EXTRACT PROVIDED >>
★ ★ ★

What I’m wondering is if glucagon and insulin respond to differently to different amino acids. Specifically, if essential amino acids cause a larger [insulin – glucagon] than non-essential ones.  That would allow your cells to preferentially take in the most necessary amino acids, while leaving the less necessary ones for glucogenesis, which would certainly be handy.  Alas, I cannot find any studies on individual amino acids and glucagon.  This may be moot, since my impression is that the modern amino acid mix is pretty much closer to the paleolithic amino acid than sugar or fat are, so our system probably handles it better.

Your pancreas is a real go getter that wants to be prepared for extra sugar, because excess blood sugar is actually pretty damaging.  To do this it looks releases not just enough insulin to cover current blood sugar levels, but what it anticipates those levels will be in the future.  The problem is that it’s prediction algorithm is woefully out of date.  It may not even have caught up to farming (whoohoo, wheat and rice!), much less modern hyperprocessed snack foods.  If you eat a small piece of candy, your body doesn’t release enough insulin to handle the candy.  It looks at the sugar level and assumes you just ate something enormous and releases an appropriate level of insulin.

★ ★ ★

TASK ITEM A >> Can you duplicate the passage on insulin and glucagon word for word, starting with "Your pancreas is" and going on through "level of insulin."?
TASK ITEM B >> How would you go on with the passage on insulin and glucagon, picking up right after its final sentence?

Excerpts from a dataset >>
★ ★ ★

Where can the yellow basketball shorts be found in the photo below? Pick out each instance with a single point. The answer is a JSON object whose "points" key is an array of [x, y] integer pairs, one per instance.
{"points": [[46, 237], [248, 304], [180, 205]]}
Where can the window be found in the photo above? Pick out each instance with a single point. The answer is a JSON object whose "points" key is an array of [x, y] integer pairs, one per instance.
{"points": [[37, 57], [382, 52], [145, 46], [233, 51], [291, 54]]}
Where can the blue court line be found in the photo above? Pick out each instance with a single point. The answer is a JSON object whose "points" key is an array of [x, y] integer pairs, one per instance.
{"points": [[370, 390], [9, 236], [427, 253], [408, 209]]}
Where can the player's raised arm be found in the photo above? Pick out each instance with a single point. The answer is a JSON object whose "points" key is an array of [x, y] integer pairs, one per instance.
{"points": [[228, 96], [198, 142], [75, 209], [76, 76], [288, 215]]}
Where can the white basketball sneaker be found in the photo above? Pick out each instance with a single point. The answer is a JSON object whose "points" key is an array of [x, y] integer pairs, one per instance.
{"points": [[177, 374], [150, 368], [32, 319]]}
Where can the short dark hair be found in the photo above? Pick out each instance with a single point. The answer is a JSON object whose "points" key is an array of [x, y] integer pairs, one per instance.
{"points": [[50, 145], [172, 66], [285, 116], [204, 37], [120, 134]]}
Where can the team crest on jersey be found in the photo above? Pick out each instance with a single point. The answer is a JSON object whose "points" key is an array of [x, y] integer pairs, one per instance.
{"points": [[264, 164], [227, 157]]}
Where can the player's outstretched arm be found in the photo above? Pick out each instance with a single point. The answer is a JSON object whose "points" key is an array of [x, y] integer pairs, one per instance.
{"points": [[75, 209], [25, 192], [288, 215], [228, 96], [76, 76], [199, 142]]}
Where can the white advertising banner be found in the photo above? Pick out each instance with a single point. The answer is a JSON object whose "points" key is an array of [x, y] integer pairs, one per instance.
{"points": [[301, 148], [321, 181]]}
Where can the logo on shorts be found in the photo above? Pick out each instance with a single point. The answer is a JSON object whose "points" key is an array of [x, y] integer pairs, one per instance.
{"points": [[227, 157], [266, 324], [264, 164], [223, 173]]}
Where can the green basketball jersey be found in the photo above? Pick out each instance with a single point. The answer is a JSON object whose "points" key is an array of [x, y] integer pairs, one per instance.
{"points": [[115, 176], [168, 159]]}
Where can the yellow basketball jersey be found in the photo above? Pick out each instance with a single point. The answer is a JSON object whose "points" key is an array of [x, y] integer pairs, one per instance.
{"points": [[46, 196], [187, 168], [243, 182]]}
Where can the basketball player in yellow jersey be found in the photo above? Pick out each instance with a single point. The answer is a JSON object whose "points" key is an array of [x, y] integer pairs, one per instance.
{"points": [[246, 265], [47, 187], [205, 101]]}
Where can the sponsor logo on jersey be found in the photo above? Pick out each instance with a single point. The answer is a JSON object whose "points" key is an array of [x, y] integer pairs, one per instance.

★ ★ ★

YOUR RESPONSE A >>
Your pancreas is a real go getter that wants to be prepared for extra sugar, because excess blood sugar is actually pretty damaging.  To do this it looks releases not just enough insulin to cover current blood sugar levels, but what it anticipates those levels will be in the future.  The problem is that it’s prediction algorithm is woefully out of date.  It may not even have caught up to farming (whoohoo, wheat and rice!), much less modern hyperprocessed snack foods.  If you eat a small piece of candy, your body doesn’t release enough insulin to handle the candy.  It looks at the sugar level and assumes you just ate something enormous and releases an appropriate level of insulin.

YOUR RESPONSE B >>
When the rest of the sugar and protein fail to appear, your blood sugar level drops precipitously. I don’t even know what it does to your blood or cellular protein levels, but it can’t be good.  Over time, your muscle cells may get tired of your pancreas’s false promises and stop listening to its pleas.  But the fat cells never stop listening.  This means that when you do eat protein or sugar, your fat cells take in a disproportionate amount of both.  If this progresses too far you get type II diabetes.****  Meanwhile, your glucagon production is completely unchanged, so your liver is happily taking in protein for energy synthesis (which frees up sugar to make fat).  This means it is perfectly possible to get fat as the rest of your body starves.

Oh, and one more thing affects insulin and glucagon production: stimulation of the vagus nerve.  Saying “vagus nerve” is only slightly more helpful than just saying “the body”, because the vagus nerve goes everywhere.  This article suggests that it’s carrying a signal from the liver to reduce insulin production.  This study stimulated the vagus nerve below the heart and found it raised both glucagon and insuline levels.  This study found removing the (hepatic?) vagus nerve in rats reversed type 2 diabetes.  I’m going to put this down as “the digestive system is actually much smarter and more communicative than we realize.”  I’m also curious about the fact that the vagus nerve also extends into the face, where it can detect chewing, but can’t find any studies on it.

Insulin probably doesn’t make you feel or full in the classic sense, but it can drop your blood sugar, which will make you slow and sleepy until you eat more food (“hey, a candy bar would wake me up…”), but it can stimulate leptin production and release which will make you feel full (and is another strike against leptin as The Ultimate Fat Barometer).  Glucagon probably is an appetite suppressant, which I find counterintuitive, and probably means it plays a bigger role in protein digestion than weathering long term calorie deficits.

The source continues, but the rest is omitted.